Coordinate annotation records

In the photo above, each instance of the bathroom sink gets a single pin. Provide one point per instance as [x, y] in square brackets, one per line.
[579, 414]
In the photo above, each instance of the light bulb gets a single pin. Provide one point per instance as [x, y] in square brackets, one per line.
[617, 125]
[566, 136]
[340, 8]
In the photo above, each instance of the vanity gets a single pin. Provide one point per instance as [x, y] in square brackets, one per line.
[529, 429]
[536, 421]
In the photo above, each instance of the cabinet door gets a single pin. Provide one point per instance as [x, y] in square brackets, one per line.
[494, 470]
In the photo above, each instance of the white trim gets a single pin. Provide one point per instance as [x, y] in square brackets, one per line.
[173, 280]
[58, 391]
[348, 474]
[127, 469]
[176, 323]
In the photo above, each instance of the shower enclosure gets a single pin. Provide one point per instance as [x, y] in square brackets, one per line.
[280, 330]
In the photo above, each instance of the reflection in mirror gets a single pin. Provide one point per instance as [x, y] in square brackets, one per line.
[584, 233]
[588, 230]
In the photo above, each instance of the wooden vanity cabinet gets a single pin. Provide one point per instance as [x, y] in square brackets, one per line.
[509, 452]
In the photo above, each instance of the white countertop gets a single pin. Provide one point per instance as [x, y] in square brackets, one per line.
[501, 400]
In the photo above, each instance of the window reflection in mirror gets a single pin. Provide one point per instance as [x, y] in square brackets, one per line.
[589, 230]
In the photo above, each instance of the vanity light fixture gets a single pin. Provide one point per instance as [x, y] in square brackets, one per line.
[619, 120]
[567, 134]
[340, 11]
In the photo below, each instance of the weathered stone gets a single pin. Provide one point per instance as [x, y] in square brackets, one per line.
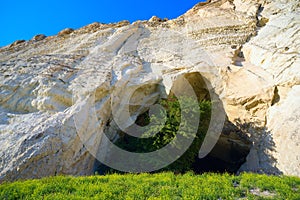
[39, 37]
[247, 54]
[66, 31]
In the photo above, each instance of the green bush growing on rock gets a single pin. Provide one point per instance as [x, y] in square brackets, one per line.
[171, 130]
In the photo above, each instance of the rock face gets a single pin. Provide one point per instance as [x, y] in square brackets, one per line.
[248, 51]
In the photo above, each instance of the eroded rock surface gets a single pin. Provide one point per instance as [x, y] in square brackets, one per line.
[247, 50]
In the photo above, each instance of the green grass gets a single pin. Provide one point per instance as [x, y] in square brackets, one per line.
[155, 186]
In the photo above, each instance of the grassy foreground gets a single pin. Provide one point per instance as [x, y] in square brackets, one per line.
[156, 186]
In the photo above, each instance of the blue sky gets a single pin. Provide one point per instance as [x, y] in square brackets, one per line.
[24, 19]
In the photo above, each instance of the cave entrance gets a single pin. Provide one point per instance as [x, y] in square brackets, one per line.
[228, 154]
[232, 147]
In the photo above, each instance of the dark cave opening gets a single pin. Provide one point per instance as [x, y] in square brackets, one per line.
[228, 154]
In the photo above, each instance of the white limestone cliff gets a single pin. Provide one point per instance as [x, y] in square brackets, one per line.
[247, 50]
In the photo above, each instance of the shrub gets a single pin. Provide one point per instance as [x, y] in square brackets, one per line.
[171, 130]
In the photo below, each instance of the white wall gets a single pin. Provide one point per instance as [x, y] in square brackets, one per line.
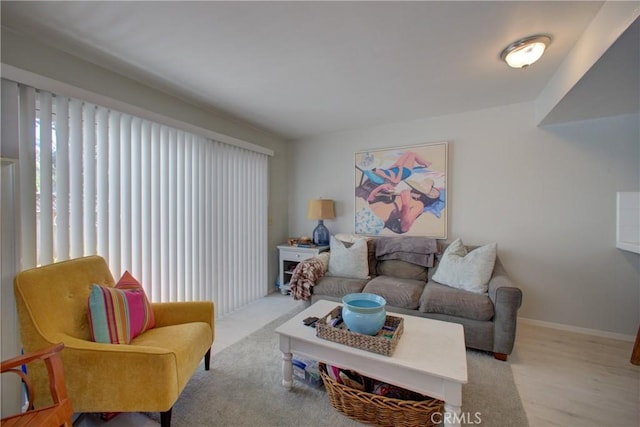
[546, 196]
[30, 55]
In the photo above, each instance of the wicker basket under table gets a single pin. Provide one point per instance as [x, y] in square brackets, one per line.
[380, 410]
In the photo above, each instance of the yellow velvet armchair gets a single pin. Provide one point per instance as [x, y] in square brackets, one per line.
[147, 375]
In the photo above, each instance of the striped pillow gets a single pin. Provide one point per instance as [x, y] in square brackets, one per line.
[119, 314]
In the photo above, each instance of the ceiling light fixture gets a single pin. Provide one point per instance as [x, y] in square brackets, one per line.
[526, 51]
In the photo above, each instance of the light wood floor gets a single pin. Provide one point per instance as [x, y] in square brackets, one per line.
[564, 378]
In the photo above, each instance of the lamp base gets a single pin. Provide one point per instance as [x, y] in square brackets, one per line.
[321, 235]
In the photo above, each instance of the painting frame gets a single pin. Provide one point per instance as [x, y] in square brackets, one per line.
[402, 191]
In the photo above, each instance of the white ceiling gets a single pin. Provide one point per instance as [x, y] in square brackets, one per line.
[298, 69]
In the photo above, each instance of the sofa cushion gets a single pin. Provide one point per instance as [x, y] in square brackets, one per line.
[403, 293]
[402, 270]
[338, 286]
[470, 271]
[348, 259]
[443, 299]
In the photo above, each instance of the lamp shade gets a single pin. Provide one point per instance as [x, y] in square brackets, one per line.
[320, 209]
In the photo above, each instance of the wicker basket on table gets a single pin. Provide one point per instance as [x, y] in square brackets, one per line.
[380, 410]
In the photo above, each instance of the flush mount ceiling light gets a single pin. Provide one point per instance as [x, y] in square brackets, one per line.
[526, 51]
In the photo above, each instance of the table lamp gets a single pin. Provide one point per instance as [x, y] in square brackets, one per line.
[320, 209]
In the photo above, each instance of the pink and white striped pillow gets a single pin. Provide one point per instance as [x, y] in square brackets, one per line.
[119, 314]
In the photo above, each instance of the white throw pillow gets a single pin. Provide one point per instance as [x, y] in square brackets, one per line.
[348, 261]
[469, 271]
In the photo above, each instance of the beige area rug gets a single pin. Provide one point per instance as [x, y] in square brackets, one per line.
[243, 388]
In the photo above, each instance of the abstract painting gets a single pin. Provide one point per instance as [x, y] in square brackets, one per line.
[402, 191]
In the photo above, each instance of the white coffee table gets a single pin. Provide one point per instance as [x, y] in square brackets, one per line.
[430, 357]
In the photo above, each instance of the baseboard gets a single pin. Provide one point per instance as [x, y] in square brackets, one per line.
[577, 329]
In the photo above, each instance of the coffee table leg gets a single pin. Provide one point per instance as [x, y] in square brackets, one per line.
[287, 370]
[452, 404]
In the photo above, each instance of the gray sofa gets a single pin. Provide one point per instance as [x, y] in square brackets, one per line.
[489, 320]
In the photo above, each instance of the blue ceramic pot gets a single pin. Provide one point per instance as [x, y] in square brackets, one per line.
[364, 313]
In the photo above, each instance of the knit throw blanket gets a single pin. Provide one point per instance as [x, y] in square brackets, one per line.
[306, 274]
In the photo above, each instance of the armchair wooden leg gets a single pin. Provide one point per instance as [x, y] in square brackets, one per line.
[207, 360]
[165, 418]
[500, 356]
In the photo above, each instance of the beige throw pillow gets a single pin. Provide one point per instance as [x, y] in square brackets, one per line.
[349, 261]
[469, 271]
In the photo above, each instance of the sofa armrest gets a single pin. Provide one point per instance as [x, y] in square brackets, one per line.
[174, 313]
[507, 299]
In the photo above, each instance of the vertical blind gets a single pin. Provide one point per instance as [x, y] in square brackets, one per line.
[184, 214]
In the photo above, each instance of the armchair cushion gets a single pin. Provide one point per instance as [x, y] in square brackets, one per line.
[147, 375]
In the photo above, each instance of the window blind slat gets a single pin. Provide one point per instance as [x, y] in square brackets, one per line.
[102, 180]
[62, 177]
[186, 215]
[45, 219]
[89, 173]
[27, 172]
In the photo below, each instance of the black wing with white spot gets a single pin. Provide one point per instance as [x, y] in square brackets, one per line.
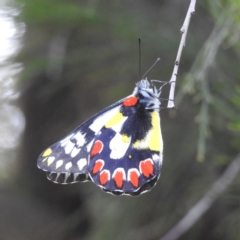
[67, 160]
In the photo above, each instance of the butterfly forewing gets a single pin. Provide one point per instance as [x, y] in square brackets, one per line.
[66, 161]
[119, 148]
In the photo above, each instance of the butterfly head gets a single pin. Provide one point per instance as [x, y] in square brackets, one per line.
[148, 94]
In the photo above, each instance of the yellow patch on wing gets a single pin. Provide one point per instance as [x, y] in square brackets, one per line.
[155, 136]
[47, 152]
[114, 120]
[125, 138]
[153, 139]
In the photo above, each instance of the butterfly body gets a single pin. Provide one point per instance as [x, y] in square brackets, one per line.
[119, 148]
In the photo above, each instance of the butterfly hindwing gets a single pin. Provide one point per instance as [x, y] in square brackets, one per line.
[126, 155]
[66, 161]
[119, 148]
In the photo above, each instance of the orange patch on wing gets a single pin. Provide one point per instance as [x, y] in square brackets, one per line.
[97, 148]
[104, 177]
[130, 101]
[134, 178]
[146, 167]
[98, 166]
[118, 178]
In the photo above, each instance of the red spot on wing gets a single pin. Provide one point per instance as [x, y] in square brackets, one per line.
[146, 167]
[104, 177]
[133, 177]
[118, 178]
[130, 101]
[98, 166]
[97, 148]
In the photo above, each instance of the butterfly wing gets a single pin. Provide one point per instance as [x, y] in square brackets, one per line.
[126, 155]
[67, 160]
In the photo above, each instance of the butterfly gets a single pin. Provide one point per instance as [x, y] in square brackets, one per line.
[119, 148]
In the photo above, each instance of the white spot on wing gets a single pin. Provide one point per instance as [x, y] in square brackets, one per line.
[89, 145]
[50, 160]
[100, 121]
[68, 165]
[118, 147]
[82, 163]
[132, 170]
[157, 158]
[118, 127]
[59, 163]
[75, 151]
[69, 147]
[65, 140]
[119, 170]
[80, 139]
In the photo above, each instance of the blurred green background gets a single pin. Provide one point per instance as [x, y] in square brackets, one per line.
[62, 61]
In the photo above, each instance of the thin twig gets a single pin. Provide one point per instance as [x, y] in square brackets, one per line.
[184, 30]
[193, 215]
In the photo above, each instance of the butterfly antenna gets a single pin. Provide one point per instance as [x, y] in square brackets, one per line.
[139, 52]
[158, 59]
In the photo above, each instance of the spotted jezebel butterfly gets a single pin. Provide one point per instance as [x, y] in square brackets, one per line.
[119, 148]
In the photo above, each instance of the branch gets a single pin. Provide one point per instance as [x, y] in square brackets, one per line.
[184, 30]
[220, 185]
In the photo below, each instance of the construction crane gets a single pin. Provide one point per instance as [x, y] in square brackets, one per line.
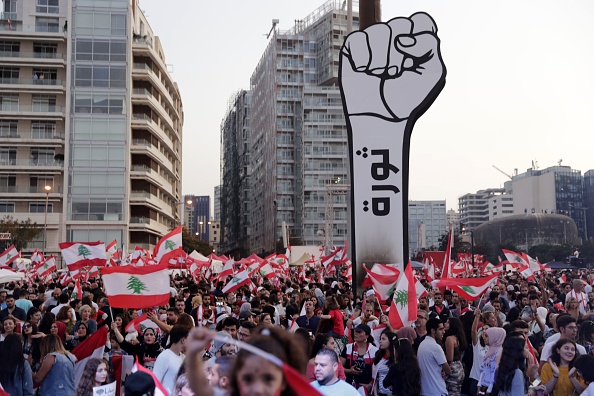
[506, 174]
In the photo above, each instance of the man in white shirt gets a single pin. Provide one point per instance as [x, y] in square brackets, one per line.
[170, 360]
[325, 370]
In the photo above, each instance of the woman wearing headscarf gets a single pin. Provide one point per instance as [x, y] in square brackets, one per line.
[494, 338]
[407, 332]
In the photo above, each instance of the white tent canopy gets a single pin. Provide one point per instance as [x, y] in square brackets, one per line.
[10, 276]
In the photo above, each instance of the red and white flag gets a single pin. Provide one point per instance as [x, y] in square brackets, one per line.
[76, 292]
[468, 288]
[159, 388]
[240, 279]
[140, 324]
[83, 254]
[168, 246]
[446, 269]
[138, 287]
[383, 278]
[8, 256]
[92, 347]
[403, 311]
[37, 257]
[47, 267]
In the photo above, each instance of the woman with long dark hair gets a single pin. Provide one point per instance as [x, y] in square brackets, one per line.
[404, 376]
[94, 374]
[509, 380]
[586, 336]
[455, 345]
[555, 372]
[322, 341]
[56, 374]
[147, 350]
[15, 371]
[31, 342]
[383, 360]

STATED TASK:
No pictures belong in the copy; quote exactly the lines from the line containing "In the photo above, each instance of the spotted" through the final line of the material, both ends included.

TASK ANSWER:
In the photo above, each instance of the spotted jezebel butterfly gets a single pin. Provide one point per instance as [x, y] in square brackets, one per line.
[119, 148]
In the photo above, each instance of the branch gets a single pin. Provide one point per instance as [x, y] in square brackets, one per line.
[184, 30]
[220, 185]
In the photo below, each instance of the construction crane gets a single pin. Provide one point per instance as [x, y] in square brackets, one per line.
[506, 174]
In the photo above, each instance of the man in white shirt gets a single pin. Provide one point per instance as [x, y] in square brackets, one per line.
[170, 360]
[325, 370]
In the photo above, each instance of the woman wearing headscarf gets a single pin. Provide one point per instance as [x, y] in square brackets, one per line.
[494, 338]
[407, 332]
In the photo above, each instance of the white tent canopy gets a single pin. Provide one point per instance as [x, y] in square brackets, one per line.
[10, 276]
In the photo above, each instance of the red and white flag gets a single pin. Provide one point per instance as [x, y] in square brackets, one per line.
[76, 292]
[468, 288]
[159, 388]
[240, 279]
[140, 324]
[83, 254]
[168, 246]
[446, 269]
[138, 287]
[383, 278]
[8, 256]
[92, 347]
[403, 311]
[37, 257]
[47, 267]
In the photo above, each instance of the woman with long dark hair gets a single pin. Provide one point per instance as [x, y] in square brackets, one per line.
[404, 376]
[94, 374]
[509, 380]
[586, 336]
[455, 345]
[555, 372]
[322, 341]
[56, 374]
[147, 350]
[15, 371]
[31, 342]
[383, 360]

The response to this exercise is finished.